::: TEXTE À LIRE :::
Survie

Perpétuité confirmée en appel

rédigé le 8 juillet 2018 (mis en ligne le 28 septembre 2018) - Laurence Dawidowicz

La condamnation à la réclusion criminelle à perpétuité d’Octavien Ngenzi et Tito Baharira a été
confirmée en appel par la Cour d’assises de Paris. Les deux ex-bourgmestres comparaissaient
pour des faits de génocide et crime contre l’humanité commis en avril 1994 dans la commune
de Kabarondo au Rwanda.

Le verdict est tombé le vendredi 6 juillet
2018 après un long procès de huit se­maines qui s’est déroulé du 2 mai au 6
juillet 2018. Survie était partie civile, aux cô­tés de personnes physiques et d’autres asso­ciations comme le Collectif des Parties Civiles
pour le Rwanda (CPCR), la Fédération inter­nationale des ligues des droits de l’Homme
(FIDH), la LDH française, la LICRA.
Après avoir fui le Rwanda, les deux accu­sés s’étaient installés en France. C’est donc
ici qu’a eu lieu leur procès, en vertu de la
compétence universelle de la justice fran­çaise pour de tels crimes imprescriptibles,
pour lesquels les limites territoriales de la
compétence sont abolies.

Un génocide planifié

La Cour d’assises a rappelé la réalité du
génocide contre les Tutsi du Rwanda en
1994, admise par les accusés eux­-mêmes.
Elle a souligné non seulement que l’exis­tence de ce génocide est un fait acquis pour
« la communauté universelle représentée
par les gouvernants, les chercheurs et les
universitaires
 » mais aussi par les jurispru­dences internationales (Tribunal Pénal Inter­
national pour le Rwanda) et nationales :
française, belge, suédoise, canadienne, alle­mande ou encore finlandaise.
Au cours de l’audience, des témoins de
contexte sont venus tout d’abord éclairer les
jurés sur l’histoire du Rwanda, celle qui a
mené au génocide. Le professeur Stéphane
Audoin­-Rouzeau, notamment, a tenu des
propos très clairs : « On est dans une plani­fication ». L’un des éléments démontrant le
plan concerté est le fait que les deux tiers
des victimes ont été tuées dans les pre­mières semaines : les massacres n’auraient
pas eu une telle efficacité sans plan d’exter­mination.
L’historienne Hélène Dumas a quant à
elle rappelé que « les enfants ne savaient
pas qu’ils étaient Tutsi. C’est à l’école qu’ils
vont l’apprendre, les familles ayant gardé
le silence sur les massacres [de Tutsi] anté­rieurs [au génocide de 1994].
 » Les familles
taisaient à la fois l’appartenance au groupe
tutsi et les massacres qui en découlaient.
Pour les victimes comme pour les bour­reaux, ces tueries étaient la norme, et l’im­punité régnait.

Témoins rwandais fiables

On peut s’interroger sur d’autres témoins
de contexte cités par la défense. Ainsi, le ju­riste belge Filip Reytjens a finalement décidé
de ne pas venir témoigner devant la Cour d’as­sises, après avoir accepté... en demandant à
ne pas prêter le serment du témoin de dire la
vérité, toute la vérité, rien que la vérité. Quant
à Pierre Péan, pour qui les Tutsi sont maitres
dans l’art de la tromperie, son témoignage n’a
pas été retenu par la Cour d’assises.
::: DONNÉES EXTRAITES :::
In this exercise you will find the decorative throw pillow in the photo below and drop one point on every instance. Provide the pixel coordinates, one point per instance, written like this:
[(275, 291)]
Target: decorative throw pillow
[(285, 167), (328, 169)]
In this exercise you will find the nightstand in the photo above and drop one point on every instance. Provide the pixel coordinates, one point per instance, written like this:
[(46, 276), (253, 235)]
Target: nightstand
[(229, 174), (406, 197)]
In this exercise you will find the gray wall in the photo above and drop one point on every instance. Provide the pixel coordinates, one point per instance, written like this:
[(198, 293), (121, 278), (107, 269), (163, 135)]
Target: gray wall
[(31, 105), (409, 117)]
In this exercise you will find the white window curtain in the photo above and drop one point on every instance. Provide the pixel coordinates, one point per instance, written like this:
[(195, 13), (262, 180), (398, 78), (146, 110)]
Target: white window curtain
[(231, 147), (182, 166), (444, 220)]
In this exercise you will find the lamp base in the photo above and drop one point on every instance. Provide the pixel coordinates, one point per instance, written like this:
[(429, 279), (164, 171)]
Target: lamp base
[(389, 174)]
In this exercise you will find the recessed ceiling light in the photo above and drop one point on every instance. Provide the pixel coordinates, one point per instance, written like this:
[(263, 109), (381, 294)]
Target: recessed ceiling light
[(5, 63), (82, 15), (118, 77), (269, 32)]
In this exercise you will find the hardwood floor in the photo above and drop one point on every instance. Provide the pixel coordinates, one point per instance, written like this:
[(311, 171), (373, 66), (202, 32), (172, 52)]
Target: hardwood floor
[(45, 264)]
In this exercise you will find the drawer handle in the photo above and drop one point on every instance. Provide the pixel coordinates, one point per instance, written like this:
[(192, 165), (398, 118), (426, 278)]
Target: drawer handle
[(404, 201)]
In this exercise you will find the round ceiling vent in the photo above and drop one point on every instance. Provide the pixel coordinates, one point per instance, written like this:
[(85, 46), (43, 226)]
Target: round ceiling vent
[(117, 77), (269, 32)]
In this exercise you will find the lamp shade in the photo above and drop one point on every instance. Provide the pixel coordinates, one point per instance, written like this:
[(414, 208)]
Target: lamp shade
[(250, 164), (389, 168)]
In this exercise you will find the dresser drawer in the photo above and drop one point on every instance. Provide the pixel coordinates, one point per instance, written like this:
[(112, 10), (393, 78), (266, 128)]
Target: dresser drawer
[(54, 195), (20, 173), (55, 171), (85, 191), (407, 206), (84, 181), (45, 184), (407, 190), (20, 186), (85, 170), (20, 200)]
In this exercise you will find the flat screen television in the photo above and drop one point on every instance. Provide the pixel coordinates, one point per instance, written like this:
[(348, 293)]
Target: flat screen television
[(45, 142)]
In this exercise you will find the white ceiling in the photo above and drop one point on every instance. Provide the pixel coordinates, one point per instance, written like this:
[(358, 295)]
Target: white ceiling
:::
TRAVAIL DEMANDÉ —
(1) Reformulez sous forme de liste le paragraphe du texte à lire qui commence par « La condamnation à la réclusion criminelle », en conservant ses faits principaux.
(2) Comptez les lignes des enregistrements qui contiennent la chaîne « wall », en respectant la casse, et indiquez uniquement ce nombre.

RÉPONSES ATTENDUES —
(1)
- Condamnés : Octavien Ngenzi et Tito Baharira, deux anciens bourgmestres.
- Peine : réclusion criminelle à perpétuité, confirmée en appel par la Cour d'assises de Paris.
- Faits jugés : génocide et crime contre l'humanité.
- Lieu et date des faits : commune de Kabarondo, au Rwanda, en avril 1994.

(2) 2